§ ЗАДАНИЯ:
1. Выпишите из текста об операции мотоциклиста отрывок от слов «Вернемся к нашему» до слов «ухудшить состояние больного.» включительно.
2. Ответьте на вопросы по тексту об операции мотоциклиста:
(а) Сколько миллилитров морфина впрыснули больному?
(б) Вливание какого объема крови позволило дать указание начинать эфирный наркоз?
(в) По какой линии были раскрыты апоневроз и брюшина?
3. Изложите содержание текста об операции мотоциклиста в двух предложениях.

§ ТЕКСТ ДЛЯ ЧТЕНИЯ:
Вернемся к нашему мотоциклисту. Пока определяли группу крови и выясняли наши запасы, ему впрыснули 2 мл морфина, 2 мл кофеина и 15 мл камфарного масла; вместе с этим положили грелки к рукам, ногам и к затылку. В результате у больного появились проблески сознания и нитевидный пульс на лучевых артериях. Группа крови 111(B); таковой в нашем леднике было около двух литров от двух различных трупов; плюс имелось полтора литра нулевой группы: с этим можно было смело начинать операцию.
В операционной больному начали трансфузию: вливание 150 мл крови настолько улучшило пульс, что мы дали указание начинать эфирный наркоз; дезинфицировать кожу живота и начинать местную анестезию по линии предстоящего разреза из-за наличия ссадины кожи без наркоза не хотелось, чтобы новой жгучей болью не ухудшить состояние больного.
Кожный разрез обошел места наиболее глубоких ссадин, а апоневроз и брюшину мы раскрыли по средней линии. Из живота вытекло громадное количество крови и кишечного содержимого. Пищевые кусочки и кишечный сок перемешались с излившейся кровью.

[Сохраненные записи данных]
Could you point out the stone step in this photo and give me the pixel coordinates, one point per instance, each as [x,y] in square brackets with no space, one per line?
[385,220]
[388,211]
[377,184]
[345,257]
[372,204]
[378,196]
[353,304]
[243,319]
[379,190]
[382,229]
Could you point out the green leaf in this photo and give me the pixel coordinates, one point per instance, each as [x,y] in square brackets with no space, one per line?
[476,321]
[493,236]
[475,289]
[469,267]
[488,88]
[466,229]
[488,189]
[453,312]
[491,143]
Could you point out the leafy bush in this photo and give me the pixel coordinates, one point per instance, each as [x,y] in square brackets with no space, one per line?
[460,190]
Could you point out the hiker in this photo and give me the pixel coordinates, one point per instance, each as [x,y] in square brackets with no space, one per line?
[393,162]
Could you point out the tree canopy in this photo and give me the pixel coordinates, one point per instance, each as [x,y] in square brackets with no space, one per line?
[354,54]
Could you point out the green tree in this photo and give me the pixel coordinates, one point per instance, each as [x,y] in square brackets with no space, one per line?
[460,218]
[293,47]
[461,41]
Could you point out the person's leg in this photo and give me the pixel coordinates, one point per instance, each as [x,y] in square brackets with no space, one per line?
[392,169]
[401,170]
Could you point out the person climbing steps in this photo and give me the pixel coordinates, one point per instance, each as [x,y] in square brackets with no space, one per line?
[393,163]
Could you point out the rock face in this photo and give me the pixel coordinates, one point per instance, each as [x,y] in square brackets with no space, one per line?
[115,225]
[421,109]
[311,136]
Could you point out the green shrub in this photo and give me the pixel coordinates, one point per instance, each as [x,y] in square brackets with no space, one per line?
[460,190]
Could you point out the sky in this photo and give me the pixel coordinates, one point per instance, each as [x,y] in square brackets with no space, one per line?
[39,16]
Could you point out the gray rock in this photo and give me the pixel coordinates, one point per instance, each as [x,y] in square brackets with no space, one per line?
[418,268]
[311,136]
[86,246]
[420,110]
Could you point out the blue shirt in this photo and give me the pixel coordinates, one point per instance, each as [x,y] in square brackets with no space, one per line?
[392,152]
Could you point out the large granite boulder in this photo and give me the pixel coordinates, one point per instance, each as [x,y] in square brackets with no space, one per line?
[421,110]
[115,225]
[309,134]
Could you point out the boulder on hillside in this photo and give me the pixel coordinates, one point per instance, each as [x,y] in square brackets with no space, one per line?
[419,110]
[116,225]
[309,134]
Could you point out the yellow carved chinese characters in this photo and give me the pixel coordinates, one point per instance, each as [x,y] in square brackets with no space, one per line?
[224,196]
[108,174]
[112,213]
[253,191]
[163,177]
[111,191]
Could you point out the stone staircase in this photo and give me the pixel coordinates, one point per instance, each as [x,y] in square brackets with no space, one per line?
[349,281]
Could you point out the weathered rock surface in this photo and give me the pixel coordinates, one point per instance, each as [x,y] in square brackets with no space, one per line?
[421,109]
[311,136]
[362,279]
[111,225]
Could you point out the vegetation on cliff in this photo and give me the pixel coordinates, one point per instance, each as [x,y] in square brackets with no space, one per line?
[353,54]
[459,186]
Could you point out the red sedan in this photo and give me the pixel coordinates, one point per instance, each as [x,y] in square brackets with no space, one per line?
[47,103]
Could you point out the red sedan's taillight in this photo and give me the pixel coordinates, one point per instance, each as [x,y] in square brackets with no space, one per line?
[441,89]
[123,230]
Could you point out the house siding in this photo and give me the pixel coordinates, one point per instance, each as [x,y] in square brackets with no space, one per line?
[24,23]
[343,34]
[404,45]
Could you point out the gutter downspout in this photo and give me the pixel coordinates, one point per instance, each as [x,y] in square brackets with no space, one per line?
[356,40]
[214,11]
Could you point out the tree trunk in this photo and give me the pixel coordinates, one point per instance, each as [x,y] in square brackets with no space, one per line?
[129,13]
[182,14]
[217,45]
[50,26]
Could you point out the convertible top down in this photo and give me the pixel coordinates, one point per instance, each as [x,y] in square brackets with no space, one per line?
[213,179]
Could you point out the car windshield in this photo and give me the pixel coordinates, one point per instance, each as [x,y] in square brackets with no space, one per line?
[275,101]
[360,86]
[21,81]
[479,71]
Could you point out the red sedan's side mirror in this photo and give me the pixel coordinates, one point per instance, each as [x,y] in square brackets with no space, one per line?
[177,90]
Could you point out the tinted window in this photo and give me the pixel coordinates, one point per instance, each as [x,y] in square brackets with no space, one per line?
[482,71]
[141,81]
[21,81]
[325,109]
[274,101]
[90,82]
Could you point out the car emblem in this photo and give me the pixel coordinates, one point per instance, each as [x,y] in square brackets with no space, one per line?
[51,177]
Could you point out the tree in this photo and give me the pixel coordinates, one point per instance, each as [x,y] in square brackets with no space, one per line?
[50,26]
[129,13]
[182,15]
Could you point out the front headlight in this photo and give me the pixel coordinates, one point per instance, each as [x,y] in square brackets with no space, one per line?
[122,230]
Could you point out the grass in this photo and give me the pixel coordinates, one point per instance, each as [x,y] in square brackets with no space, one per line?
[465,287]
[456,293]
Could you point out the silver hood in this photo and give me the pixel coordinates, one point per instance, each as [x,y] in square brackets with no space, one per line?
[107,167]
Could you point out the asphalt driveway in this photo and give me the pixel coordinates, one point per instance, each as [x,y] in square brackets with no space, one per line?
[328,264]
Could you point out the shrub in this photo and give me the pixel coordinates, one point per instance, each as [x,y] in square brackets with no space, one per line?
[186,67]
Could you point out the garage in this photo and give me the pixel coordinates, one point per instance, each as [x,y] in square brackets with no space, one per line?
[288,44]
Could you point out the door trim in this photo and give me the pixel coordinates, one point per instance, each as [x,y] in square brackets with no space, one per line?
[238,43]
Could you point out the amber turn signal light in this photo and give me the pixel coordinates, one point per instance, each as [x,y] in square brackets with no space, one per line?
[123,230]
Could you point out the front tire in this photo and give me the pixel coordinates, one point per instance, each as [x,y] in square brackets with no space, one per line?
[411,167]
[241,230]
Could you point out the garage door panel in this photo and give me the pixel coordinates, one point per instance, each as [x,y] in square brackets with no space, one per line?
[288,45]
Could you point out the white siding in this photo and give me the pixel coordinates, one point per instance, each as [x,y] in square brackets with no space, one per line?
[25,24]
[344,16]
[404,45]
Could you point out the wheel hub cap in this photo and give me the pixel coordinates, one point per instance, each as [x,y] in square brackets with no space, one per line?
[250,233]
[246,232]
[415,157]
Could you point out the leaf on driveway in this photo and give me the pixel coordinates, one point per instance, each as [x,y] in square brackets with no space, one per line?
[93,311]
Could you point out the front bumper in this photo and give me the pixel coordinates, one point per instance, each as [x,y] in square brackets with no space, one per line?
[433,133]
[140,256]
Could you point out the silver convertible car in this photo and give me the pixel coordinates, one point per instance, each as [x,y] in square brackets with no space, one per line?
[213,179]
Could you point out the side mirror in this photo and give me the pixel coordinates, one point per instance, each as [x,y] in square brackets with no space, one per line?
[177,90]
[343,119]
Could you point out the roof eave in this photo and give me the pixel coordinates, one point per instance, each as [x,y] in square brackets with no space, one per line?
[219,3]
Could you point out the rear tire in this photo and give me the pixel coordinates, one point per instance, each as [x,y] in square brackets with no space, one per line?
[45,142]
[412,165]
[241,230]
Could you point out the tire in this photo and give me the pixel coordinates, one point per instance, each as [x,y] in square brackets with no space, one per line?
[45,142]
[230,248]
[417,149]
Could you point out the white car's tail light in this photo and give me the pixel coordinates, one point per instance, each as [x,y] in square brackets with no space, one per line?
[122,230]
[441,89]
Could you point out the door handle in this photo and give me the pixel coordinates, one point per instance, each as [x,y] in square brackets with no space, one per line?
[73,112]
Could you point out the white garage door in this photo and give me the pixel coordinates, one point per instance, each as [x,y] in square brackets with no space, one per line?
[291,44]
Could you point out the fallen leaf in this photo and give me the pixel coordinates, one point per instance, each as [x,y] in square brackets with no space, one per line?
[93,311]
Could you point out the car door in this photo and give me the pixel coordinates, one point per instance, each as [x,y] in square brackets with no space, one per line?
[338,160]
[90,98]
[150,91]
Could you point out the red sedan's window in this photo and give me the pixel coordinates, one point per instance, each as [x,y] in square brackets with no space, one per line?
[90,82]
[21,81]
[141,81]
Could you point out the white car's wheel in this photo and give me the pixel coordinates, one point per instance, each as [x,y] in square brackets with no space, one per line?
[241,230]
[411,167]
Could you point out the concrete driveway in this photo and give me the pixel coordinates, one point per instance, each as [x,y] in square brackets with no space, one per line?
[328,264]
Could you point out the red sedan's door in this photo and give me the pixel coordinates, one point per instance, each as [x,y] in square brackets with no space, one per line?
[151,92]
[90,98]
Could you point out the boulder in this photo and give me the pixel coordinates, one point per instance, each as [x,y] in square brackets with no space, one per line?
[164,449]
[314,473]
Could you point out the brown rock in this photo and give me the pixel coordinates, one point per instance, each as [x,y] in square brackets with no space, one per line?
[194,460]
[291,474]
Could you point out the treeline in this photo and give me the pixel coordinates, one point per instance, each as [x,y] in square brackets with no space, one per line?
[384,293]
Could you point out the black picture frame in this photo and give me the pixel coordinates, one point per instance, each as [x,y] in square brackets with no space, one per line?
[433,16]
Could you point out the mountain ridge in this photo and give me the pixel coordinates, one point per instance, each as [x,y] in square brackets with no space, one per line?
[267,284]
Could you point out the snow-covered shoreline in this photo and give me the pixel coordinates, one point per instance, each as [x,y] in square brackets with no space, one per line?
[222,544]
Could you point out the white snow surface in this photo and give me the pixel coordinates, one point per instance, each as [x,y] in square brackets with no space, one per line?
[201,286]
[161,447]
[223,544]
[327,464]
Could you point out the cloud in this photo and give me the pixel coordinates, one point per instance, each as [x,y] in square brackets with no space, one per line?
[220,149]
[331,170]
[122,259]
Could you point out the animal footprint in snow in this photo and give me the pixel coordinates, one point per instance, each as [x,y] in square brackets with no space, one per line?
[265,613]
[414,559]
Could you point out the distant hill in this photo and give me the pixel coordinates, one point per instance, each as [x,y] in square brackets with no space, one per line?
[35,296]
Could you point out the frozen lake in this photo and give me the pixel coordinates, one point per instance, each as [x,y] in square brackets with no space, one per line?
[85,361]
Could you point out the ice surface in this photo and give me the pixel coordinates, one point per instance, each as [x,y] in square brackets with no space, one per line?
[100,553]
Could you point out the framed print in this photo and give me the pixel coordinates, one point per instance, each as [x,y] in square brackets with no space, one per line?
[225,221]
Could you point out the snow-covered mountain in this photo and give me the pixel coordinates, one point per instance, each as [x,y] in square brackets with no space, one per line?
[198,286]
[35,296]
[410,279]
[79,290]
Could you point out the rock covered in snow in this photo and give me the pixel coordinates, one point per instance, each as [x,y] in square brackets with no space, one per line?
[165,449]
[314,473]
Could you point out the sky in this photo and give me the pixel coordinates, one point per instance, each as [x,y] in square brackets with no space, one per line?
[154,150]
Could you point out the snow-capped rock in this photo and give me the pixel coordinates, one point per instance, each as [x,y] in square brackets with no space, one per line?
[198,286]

* * *

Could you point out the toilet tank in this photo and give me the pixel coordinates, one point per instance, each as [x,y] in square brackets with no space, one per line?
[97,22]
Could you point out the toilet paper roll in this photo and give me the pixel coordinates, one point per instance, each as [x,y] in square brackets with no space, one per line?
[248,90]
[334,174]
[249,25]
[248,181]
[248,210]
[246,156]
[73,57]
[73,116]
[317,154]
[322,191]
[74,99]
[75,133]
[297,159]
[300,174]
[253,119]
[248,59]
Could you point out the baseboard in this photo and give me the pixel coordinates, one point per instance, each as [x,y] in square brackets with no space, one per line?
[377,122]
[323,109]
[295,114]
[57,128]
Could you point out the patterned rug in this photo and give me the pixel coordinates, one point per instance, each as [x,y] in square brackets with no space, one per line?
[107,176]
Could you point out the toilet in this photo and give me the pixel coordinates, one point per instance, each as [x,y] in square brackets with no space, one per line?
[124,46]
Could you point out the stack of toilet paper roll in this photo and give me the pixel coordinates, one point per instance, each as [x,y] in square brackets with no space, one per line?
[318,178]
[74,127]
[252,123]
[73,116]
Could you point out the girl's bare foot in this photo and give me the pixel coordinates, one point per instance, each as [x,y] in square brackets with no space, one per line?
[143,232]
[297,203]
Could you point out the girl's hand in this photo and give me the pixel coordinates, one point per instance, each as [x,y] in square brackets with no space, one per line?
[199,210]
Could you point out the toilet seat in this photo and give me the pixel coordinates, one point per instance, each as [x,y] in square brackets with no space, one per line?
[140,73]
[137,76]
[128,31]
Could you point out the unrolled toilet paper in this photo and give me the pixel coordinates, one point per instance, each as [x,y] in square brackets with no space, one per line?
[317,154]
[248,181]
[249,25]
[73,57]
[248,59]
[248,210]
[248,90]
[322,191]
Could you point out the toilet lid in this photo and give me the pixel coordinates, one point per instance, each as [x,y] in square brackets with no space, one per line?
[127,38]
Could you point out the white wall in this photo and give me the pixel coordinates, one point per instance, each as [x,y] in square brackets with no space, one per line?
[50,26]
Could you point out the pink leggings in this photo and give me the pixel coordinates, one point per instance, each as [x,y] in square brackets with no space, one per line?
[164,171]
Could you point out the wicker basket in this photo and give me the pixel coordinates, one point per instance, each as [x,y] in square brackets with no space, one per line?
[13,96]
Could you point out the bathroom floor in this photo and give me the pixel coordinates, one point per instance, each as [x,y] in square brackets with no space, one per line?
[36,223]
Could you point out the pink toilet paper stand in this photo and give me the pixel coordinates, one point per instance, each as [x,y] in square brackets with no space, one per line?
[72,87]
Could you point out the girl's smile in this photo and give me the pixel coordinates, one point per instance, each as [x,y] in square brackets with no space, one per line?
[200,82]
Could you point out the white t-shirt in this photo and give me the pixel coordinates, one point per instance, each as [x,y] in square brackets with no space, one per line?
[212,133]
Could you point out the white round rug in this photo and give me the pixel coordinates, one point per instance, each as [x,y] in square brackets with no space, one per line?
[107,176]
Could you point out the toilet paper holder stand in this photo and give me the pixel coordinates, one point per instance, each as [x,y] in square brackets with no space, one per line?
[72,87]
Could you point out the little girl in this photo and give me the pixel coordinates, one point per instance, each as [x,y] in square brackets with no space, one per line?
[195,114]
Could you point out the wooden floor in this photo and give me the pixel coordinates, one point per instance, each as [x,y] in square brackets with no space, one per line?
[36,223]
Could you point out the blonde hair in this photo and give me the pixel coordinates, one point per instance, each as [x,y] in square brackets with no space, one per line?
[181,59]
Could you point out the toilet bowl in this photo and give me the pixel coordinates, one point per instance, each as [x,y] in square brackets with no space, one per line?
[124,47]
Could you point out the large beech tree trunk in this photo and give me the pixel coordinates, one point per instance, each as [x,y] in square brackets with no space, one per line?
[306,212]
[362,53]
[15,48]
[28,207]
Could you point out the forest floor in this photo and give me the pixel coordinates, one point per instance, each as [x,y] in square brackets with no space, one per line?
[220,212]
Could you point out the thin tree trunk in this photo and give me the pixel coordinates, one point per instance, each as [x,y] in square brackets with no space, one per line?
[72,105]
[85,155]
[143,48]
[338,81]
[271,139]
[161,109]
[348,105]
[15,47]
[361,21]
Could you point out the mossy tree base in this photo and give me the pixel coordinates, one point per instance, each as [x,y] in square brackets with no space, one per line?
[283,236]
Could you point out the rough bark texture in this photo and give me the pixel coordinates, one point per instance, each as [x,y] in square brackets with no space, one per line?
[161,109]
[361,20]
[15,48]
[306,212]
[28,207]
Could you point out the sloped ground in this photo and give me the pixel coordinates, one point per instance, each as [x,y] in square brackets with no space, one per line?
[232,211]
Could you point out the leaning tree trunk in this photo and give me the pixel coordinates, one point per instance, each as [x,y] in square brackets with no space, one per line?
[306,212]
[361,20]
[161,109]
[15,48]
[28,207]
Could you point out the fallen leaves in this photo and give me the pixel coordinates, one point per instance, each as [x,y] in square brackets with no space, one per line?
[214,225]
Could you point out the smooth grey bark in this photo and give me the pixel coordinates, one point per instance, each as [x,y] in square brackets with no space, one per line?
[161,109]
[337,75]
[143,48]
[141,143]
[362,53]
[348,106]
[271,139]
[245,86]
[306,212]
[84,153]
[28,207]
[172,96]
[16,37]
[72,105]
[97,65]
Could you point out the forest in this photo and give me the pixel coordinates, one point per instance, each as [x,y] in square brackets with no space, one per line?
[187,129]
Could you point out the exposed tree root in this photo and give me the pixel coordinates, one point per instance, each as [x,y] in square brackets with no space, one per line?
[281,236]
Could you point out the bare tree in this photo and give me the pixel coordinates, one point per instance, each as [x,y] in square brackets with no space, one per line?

==

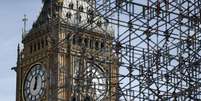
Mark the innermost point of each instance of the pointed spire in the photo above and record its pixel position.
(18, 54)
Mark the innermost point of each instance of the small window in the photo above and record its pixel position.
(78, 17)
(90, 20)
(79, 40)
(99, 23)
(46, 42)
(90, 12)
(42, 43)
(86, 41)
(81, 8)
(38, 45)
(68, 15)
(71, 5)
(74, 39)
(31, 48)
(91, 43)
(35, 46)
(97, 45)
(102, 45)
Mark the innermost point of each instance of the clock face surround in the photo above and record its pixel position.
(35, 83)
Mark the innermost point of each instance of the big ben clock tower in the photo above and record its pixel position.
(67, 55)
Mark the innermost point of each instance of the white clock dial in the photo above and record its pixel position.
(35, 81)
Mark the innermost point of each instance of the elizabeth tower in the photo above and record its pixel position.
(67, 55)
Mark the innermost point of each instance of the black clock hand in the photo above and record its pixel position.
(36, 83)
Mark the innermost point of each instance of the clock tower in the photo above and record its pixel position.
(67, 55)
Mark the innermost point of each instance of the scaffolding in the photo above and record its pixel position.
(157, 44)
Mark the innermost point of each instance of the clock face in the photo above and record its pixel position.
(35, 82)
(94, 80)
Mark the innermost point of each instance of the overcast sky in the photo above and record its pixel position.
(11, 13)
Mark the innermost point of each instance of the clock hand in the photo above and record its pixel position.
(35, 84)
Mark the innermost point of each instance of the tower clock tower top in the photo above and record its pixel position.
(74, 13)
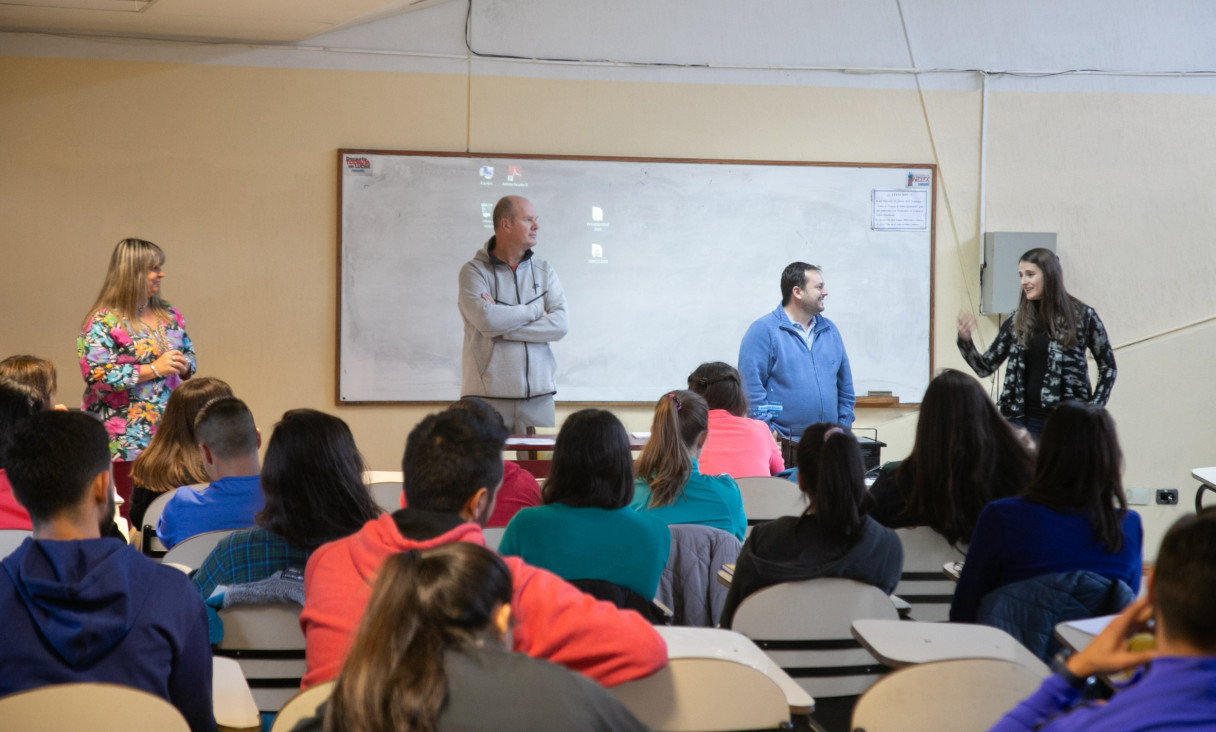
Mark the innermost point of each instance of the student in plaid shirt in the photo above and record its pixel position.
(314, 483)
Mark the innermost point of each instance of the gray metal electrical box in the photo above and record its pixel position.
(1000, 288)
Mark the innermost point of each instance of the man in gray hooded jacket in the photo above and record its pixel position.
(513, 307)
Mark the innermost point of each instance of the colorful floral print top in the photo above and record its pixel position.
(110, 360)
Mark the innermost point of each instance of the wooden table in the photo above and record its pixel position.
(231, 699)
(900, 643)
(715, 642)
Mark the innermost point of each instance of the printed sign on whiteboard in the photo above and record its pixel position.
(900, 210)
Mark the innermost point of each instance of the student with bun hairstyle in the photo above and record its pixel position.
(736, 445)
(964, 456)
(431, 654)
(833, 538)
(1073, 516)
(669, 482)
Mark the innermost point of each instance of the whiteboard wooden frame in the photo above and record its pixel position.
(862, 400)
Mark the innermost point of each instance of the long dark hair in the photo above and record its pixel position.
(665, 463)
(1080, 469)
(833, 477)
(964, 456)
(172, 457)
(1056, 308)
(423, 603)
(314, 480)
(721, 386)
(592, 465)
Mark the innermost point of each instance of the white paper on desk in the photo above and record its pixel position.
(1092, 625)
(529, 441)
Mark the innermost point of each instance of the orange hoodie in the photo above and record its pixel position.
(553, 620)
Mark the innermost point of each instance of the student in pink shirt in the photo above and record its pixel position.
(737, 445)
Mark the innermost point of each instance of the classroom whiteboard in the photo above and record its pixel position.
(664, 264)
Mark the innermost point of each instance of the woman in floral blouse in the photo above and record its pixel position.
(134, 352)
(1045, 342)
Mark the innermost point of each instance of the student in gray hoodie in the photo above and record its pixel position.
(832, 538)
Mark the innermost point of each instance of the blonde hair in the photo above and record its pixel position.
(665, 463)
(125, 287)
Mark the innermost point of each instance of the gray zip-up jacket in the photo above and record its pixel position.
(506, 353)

§ ОТВЕТЫ:
1.
Вернемся к нашему мотоциклисту. Пока определяли группу крови и выясняли наши запасы, ему впрыснули 2 мл морфина, 2 мл кофеина и 15 мл камфарного масла; вместе с этим положили грелки к рукам, ногам и к затылку. В результате у больного появились проблески сознания и нитевидный пульс на лучевых артериях. Группа крови 111(B); таковой в нашем леднике было около двух литров от двух различных трупов; плюс имелось полтора литра нулевой группы: с этим можно было смело начинать операцию.
В операционной больному начали трансфузию: вливание 150 мл крови настолько улучшило пульс, что мы дали указание начинать эфирный наркоз; дезинфицировать кожу живота и начинать местную анестезию по линии предстоящего разреза из-за наличия ссадины кожи без наркоза не хотелось, чтобы новой жгучей болью не ухудшить состояние больного.

2.
(а) 2 мл.
(б) 150 мл.
(в) По средней линии.

3. Мотоциклисту ввели морфин, кофеин и камфарное масло и положили грелки, после чего у него появились проблески сознания и нитевидный пульс, а имевшихся запасов крови было достаточно, чтобы начинать операцию. В операционной после вливания 150 мл крови начали эфирный наркоз, а при вскрытии живота из него вытекло громадное количество крови и кишечного содержимого.